▸ EXERCISE
Extend the biography of Mimi Chakraborty below, picking up right after its final sentence.

▸ SOURCE PASSAGE
━━━━

Mimi Chakraborty (born 11 February 1989) is an Indian actress, singer and politician. She is known for her work in Bengali cinema and television. Her debut film was Bapi Bari Jaa in which she played the female lead, Dola. 
She was listed as the most desirable woman in the Calcutta Times list of Most Desirable Women 2016 and 2020.

In 2019, she joined politics and contested from Jadavpur Loksabha Constituency in 2019 Indian general election as a Trinamool Congress candidate. She is a Member of Parliament in the 17th Lok Sabha from Jadavpur constituency.

Early life
Chakraborty was born on 11 February 1989. She hails from Jalpaiguri, a city in the Indian state of West Bengal. She spent her childhood in Arunachal Pradesh in Deomali, a town in Tirap district, but later moved back to her ancestral home in Jalpaiguri City with her family. She was educated in Holy Child School, Jalpaiguri and later at St. James' School, Binnaguri. She graduated with a Bachelor of Arts degree in 2011 from Asutosh College in Kolkata. Her parents live in Siliguri.

Career
Mimi Chakraborty was a model before starting her acting career. She participated in Femina Miss India. Her acting debut was with Champion.

━━━━

▸ INFORMATION PROVIDED
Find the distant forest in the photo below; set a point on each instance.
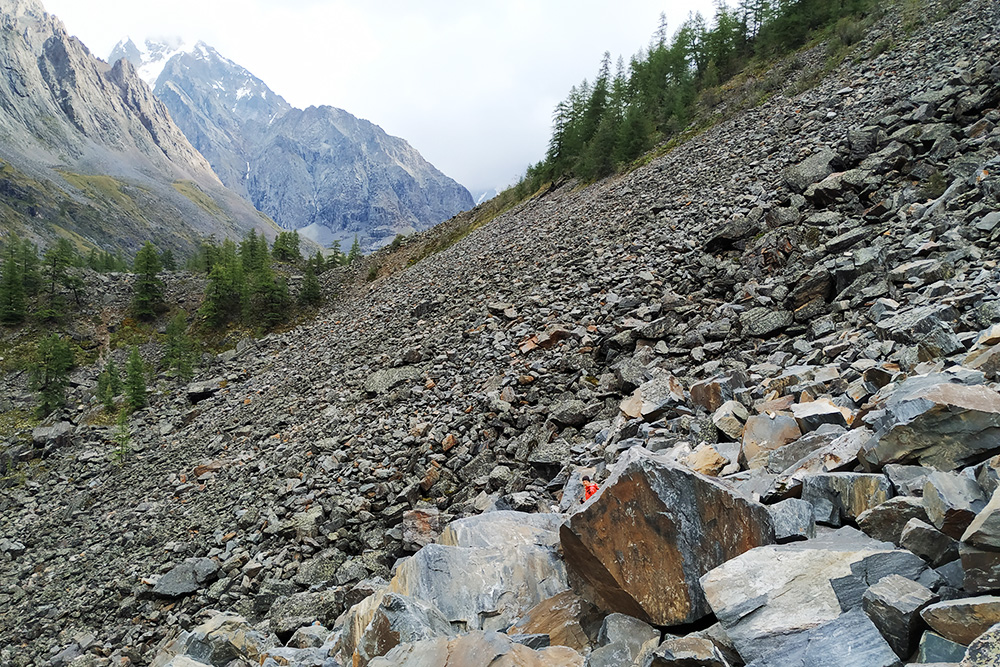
(605, 124)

━━━━

▸ TASK RESULT
Her second project was a TV serial Gaaner Oparey, produced by Ideas Creations. It aired on Star Jalsha from 28 June 2010 to 16 April 2011. Ideas Creations, the production house of Prosenjit Chatterjee together with Star Jalsha launched the mega-serial Gaaner Oparey to pay tribute to  Rabindranath Tagore on the 150th anniversary of his birth. The likes of Rituparno Ghosh (who was initial scriptwriter of Gaaner Oparey), Debojyoti Mishra (music director), and other noted personalities from the film industry were involved with the project.

Her debut film Bapi Bari Jaa was released on 7 December 2012.

Gaaner Oparey
Gaaner Oparey, was the musical journey between two artists, Bohemian Gora and traditional Pupe and their love and in the whole process reinventing Tagore's "music". The story revolved around a girl called Pupe from an orthodox Tagore-worshipping family and Gora, an extremely talented but care-free lad, who keeps on experimenting with Rabindra Sangeet. This TV show marks the beginning of a year-long celebration of 150th birth anniversary of Kabiguru Rabindranath Tagore.

Chakraborty portrayed the role of Pupe, a very talented singer, belonging to an orthodox Tagore worshipping family, who used to sing Rabindra Sangeet in traditional form in concurrence with her family values. She was brilliant in all the emotions and made Pupe iconic.

Bapi Bari Jaa

Chakraborty's film debut was in Bapi Bari Jaa in which she played the female lead, Dola. The film was produced by Prosenjit Chatterjee production house, Ideas Creations. The film was also the silver-screen debut of Arjun Chakrabarty (better known as Gora, the male protagonist from Gaaner Opaarey) who played the role of Bapi, the male lead.

Fashion

Chakraborty has been a part of Fame Fashion and Creative Excellence (FFACE) in different ways. In 2014, she unveiled the Edition 1 of the FFACE Calendar at Tantra, Park Hotel Kolkata. The same year she was a part of the conceptual greeting card produced by FFACE as the FFACE of DURGA promoting women empowerment.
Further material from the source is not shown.